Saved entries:
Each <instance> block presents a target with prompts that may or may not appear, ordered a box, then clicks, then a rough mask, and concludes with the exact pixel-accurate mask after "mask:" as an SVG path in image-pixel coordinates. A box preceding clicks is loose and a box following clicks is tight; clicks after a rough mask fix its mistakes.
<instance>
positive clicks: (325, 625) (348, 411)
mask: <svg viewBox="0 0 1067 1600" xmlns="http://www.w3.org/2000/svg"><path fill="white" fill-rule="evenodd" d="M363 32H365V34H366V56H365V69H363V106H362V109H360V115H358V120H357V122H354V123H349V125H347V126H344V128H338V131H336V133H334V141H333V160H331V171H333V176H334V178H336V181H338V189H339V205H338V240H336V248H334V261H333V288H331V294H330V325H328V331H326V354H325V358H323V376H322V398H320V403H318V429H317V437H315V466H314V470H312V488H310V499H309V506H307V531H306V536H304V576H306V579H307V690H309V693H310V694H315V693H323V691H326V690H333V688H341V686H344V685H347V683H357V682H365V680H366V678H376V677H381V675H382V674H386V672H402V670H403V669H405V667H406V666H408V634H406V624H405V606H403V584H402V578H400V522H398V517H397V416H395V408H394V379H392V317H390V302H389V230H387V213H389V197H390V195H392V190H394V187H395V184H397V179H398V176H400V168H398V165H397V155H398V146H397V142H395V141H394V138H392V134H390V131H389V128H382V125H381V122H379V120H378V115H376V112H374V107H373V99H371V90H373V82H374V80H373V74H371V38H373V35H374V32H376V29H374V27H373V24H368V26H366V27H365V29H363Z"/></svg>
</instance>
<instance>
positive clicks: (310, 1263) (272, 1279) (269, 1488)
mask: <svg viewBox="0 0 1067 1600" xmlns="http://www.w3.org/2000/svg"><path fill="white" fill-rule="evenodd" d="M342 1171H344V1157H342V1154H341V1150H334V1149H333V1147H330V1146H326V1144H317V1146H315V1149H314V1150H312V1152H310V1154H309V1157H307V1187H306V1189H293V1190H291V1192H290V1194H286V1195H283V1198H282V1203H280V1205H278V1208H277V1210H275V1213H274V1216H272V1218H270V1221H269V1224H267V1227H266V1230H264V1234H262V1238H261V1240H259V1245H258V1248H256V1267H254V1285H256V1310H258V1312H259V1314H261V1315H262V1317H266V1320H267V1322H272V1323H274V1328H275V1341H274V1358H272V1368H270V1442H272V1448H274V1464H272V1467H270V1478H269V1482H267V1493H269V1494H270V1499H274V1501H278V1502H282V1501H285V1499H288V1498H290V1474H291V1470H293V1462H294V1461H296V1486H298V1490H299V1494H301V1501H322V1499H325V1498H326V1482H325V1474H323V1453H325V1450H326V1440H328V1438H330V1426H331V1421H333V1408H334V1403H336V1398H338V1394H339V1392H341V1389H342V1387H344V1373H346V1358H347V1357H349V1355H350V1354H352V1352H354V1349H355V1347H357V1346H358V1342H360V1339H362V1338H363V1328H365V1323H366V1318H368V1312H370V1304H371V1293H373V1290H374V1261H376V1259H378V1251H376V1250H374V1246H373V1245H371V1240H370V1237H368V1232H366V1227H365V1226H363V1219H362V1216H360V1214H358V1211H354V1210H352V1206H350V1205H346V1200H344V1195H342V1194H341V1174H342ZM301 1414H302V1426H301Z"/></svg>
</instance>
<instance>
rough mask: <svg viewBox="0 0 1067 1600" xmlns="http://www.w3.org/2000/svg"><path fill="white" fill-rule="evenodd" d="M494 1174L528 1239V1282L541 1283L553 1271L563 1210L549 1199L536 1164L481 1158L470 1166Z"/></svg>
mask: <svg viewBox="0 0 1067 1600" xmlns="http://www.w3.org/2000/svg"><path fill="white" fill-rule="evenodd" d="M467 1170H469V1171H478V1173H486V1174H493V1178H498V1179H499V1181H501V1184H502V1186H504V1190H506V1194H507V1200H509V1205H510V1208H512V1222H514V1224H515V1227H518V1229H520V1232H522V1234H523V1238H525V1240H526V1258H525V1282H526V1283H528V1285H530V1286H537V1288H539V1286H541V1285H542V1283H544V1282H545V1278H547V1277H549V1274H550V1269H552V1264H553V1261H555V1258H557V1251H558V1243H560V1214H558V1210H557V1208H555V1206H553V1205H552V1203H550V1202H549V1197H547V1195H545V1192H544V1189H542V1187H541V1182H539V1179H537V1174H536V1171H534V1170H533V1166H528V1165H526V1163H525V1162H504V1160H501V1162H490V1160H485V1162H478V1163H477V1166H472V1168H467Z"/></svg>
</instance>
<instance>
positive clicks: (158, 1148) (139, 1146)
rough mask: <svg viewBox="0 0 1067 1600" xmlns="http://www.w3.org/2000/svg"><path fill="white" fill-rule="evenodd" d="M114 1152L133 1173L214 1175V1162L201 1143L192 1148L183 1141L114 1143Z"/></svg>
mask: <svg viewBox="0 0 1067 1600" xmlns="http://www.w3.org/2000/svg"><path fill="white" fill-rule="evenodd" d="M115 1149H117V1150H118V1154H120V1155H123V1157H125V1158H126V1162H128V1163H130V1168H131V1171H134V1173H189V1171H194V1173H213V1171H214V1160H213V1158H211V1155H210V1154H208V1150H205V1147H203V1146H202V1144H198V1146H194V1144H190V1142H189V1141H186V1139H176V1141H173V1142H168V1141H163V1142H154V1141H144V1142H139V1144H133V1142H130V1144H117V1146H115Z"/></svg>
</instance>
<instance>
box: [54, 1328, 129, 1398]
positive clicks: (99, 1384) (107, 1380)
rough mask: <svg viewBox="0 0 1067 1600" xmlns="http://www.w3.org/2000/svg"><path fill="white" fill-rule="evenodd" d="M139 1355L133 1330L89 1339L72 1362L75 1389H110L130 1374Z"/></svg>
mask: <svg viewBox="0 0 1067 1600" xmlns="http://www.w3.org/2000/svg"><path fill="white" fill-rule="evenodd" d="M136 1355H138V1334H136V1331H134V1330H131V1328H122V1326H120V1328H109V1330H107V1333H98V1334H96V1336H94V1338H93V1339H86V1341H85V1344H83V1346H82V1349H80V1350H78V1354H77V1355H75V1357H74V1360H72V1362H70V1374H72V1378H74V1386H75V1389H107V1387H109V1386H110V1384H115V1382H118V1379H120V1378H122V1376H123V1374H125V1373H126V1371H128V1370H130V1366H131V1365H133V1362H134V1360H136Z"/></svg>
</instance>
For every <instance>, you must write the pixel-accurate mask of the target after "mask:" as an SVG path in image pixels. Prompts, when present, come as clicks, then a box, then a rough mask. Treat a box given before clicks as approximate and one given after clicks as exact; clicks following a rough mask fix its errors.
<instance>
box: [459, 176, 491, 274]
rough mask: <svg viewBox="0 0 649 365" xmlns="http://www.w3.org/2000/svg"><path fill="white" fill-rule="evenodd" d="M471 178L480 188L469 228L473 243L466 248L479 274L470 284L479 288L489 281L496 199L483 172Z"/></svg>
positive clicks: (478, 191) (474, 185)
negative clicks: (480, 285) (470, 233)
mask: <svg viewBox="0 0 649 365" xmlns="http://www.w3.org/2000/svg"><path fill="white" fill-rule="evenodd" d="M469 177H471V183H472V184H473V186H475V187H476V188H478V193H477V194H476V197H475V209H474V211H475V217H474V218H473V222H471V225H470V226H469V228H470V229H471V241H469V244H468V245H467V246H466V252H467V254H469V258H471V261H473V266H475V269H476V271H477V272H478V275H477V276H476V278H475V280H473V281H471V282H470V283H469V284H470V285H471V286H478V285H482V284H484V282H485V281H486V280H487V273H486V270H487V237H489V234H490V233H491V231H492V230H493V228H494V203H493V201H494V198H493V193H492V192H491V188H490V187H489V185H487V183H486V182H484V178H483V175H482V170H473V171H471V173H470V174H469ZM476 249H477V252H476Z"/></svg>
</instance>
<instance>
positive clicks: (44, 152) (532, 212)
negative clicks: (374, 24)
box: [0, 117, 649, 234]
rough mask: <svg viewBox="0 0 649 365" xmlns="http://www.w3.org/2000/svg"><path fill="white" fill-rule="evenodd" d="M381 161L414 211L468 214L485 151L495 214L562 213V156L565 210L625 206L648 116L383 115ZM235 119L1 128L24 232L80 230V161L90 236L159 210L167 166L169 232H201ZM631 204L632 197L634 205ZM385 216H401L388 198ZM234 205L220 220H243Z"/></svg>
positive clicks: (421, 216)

Aim of the task:
Return the lines from the one containing "161L414 211L468 214L485" through the last line of the records. Include both ends and nothing else.

Result for this exercise:
rough mask: <svg viewBox="0 0 649 365" xmlns="http://www.w3.org/2000/svg"><path fill="white" fill-rule="evenodd" d="M381 161L414 211L468 214L485 151L495 214L562 213V156L565 210L625 206L648 116L383 115ZM235 119L1 128L24 232L80 230V161L90 236L159 210L167 166L169 232H201ZM631 204L632 197L634 205ZM385 216H401L388 198ZM234 205L220 220H243Z"/></svg>
positive clicks: (421, 216)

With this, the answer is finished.